* _Work to be completed_:
Can you repeat the lines from the one containing "of the deciduous" through the last of the rows, switching "deciduous tree" to "broadleaf tree" and leaving everything else unchanged?

[Data drawn from a collection]
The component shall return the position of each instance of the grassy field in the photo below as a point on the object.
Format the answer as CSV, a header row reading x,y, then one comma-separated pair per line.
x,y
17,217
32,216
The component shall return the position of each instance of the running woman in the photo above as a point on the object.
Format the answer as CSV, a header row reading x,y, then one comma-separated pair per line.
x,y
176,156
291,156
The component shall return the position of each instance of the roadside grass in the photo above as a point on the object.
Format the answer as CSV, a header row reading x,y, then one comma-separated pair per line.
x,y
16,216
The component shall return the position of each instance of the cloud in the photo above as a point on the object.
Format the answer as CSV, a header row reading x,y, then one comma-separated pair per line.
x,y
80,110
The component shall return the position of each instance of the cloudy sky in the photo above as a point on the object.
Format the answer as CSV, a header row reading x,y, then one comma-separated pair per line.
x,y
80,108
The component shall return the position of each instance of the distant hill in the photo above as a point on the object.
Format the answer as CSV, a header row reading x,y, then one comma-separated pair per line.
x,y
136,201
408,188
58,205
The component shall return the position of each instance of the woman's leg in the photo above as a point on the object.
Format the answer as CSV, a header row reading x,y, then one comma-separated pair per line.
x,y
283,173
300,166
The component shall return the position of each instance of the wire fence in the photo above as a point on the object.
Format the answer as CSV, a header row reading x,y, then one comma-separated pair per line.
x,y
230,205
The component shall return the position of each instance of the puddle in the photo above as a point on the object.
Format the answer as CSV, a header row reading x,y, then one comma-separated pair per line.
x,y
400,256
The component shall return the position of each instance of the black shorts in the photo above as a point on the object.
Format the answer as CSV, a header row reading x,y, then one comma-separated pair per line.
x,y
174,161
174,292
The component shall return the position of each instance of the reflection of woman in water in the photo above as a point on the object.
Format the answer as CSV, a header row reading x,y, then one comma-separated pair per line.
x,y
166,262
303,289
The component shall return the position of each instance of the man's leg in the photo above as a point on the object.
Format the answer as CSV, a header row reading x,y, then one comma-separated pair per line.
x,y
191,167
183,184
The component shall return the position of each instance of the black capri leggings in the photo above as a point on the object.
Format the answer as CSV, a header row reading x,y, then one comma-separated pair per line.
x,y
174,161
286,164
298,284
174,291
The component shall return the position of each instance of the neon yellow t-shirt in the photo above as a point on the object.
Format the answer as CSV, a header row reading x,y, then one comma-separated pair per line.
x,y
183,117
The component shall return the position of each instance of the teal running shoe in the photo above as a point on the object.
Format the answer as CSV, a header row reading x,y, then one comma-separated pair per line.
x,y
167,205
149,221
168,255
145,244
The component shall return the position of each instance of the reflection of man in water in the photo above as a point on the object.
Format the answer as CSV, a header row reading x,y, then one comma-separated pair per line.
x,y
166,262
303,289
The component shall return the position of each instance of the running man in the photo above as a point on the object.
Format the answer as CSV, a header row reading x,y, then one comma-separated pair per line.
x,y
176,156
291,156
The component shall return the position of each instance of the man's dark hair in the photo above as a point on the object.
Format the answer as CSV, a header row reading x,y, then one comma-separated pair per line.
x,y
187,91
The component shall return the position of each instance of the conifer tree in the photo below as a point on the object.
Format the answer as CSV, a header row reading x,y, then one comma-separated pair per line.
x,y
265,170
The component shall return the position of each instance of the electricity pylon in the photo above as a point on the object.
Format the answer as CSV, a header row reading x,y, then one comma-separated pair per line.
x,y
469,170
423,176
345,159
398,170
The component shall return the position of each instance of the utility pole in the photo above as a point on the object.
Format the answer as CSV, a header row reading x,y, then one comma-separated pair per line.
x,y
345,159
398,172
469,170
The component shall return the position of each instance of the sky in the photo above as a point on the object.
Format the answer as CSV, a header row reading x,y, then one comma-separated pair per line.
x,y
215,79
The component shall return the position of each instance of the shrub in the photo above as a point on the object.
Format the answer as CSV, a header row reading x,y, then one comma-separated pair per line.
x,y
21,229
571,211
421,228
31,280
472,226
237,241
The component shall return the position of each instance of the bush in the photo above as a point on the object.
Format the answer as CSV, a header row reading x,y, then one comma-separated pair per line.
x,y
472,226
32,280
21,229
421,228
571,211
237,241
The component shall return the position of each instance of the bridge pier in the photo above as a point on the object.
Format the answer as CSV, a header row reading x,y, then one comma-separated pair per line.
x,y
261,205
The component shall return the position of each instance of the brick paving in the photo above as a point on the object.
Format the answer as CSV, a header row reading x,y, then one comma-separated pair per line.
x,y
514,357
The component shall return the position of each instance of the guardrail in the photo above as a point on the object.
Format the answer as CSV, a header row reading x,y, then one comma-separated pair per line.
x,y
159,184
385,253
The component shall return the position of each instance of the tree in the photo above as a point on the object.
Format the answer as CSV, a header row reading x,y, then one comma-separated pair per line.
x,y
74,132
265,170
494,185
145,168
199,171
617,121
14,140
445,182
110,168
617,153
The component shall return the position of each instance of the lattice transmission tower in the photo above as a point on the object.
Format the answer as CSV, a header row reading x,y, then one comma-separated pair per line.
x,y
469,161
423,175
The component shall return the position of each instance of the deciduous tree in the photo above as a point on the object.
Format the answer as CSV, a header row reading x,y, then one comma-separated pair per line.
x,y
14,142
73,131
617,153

* _Solution_:
The component shall return the position of each instance of the broadleaf tree in the photo above as a point on the object.
Format the answer as CSV, a header row reading x,y, then one comma-separated pair per line.
x,y
14,142
73,131
617,153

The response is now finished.